Excerpted text:
Simple, hackable offline speech to text - using the VOSK-API.

Related tags

Audionerd-dictation
Overview

Nerd Dictation

Offline Speech to Text for Desktop Linux.

This is a utility that provides simple access speech to text for using in Linux without being tied to a desktop environment.

Simple
This is a single file Python script with minimal dependencies.
Hackable
User configuration lets you manipulate text using Python string operations.
Zero Overhead
As this relies on manual activation there are no background processes.

Dictation is accessed manually with begin/end commands.

This uses the excellent vosk-api.

Usage

It is suggested to bind begin/end/cancel to shortcut keys.

nerd-dictation begin
nerd-dictation end

For details on how this can be used, see: nerd-dictation --help and nerd-dictation begin --help.

Features

Specific features include:

Numbers as Digits

Optional conversion from numbers to digits.

So Three million five hundred and sixty second becomes 3,000,562nd.

A series of numbers (such as reciting a phone number) is also supported.

So Two four six eight becomes 2,468.

Time Out
Optionally end speech to text early when no speech is detected for a given number of seconds. (without an explicit call to end which is otherwise required).
Output Type
Output can simulate keystroke events (default) or simply print to the standard output.
User Configuration Script
User configuration is just a Python script which can be used to manipulate text using Python's full feature set.

See nerd-dictation begin --help for details on how to access these options.

Dependencies

  • Python 3.
  • The VOSK-API.
  • parec command (for recording from pulse-audio).
  • xdotool command to simulate keyboard input.

Install

pip3 install vosk
git clone https://github.com/ideasman42/nerd-dictation.git
cd nerd-dictation
wget https://alphacephei.com/kaldi/models/vosk-model-small-en-us-0.15.zip
unzip vosk-model-small-en-us-0.15.zip
mv vosk-model-small-en-us-0.15 model

To test dictation:

./nerd-dictation begin --vosk-model-dir=./model &
# Start speaking.
./nerd-dictation end
  • Reminder that it's up to you to bind begin/end/cancel to actions you can easily access (typically key shortcuts).

  • To avoid having to pass the --vosk-model-dir argument, copy the model to the default path:

    mkdir -p ~/.config/nerd-dictation
    mv ./model ~/.config/nerd-dictation

Hint

Once this is working properly you may wish to download one of the larger language models for more accurate dictation. They are available here.

Configuration

This is an example of a trivial configuration file which simply makes the input text uppercase.

Written task 1:
Reproduce the stretch of the nerd-dictation page from "Numbers as Digits" through "is otherwise required).".

Available records:

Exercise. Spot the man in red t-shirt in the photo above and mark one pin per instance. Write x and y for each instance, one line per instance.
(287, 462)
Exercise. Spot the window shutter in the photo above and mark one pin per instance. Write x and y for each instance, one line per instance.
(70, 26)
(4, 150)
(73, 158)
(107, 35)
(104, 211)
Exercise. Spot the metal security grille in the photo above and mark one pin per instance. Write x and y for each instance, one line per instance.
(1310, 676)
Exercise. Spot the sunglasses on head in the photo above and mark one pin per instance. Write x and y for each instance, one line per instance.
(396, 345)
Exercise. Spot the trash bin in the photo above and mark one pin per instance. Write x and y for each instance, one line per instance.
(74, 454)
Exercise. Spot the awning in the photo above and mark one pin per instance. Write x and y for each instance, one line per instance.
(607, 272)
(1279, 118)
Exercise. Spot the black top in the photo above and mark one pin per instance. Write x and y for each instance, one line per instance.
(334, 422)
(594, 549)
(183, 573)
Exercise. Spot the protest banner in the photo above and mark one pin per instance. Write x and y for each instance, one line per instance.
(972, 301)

Written task 2:
Arrange the stretch of the rows from the first one through the line containing "(1279, 118)" as a Markdown table with the columns No. and Text. Give each line its number and leave out any blank lines.

Exercise output 1:
Numbers as Digits

Optional conversion from numbers to digits.

So Three million five hundred and sixty second becomes 3,000,562nd.

A series of numbers (such as reciting a phone number) is also supported.

So Two four six eight becomes 2,468.

Time Out
Optionally end speech to text early when no speech is detected for a given number of seconds. (without an explicit call to end which is otherwise required).

Exercise output 2:
| No. | Text |
|---|---|
| 1 | Exercise. Spot the man in red t-shirt in the photo above and mark one pin per instance. Write x and y for each instance, one line per instance. |
| 2 | (287, 462) |
| 3 | Exercise. Spot the window shutter in the photo above and mark one pin per instance. Write x and y for each instance, one line per instance. |
| 4 | (70, 26) |
| 5 | (4, 150) |
| 6 | (73, 158) |
| 7 | (107, 35) |
| 8 | (104, 211) |
| 9 | Exercise. Spot the metal security grille in the photo above and mark one pin per instance. Write x and y for each instance, one line per instance. |
| 10 | (1310, 676) |
| 11 | Exercise. Spot the sunglasses on head in the photo above and mark one pin per instance. Write x and y for each instance, one line per instance. |
| 12 | (396, 345) |
| 13 | Exercise. Spot the trash bin in the photo above and mark one pin per instance. Write x and y for each instance, one line per instance. |
| 14 | (74, 454) |
| 15 | Exercise. Spot the awning in the photo above and mark one pin per instance. Write x and y for each instance, one line per instance. |
| 16 | (607, 272) |
| 17 | (1279, 118) |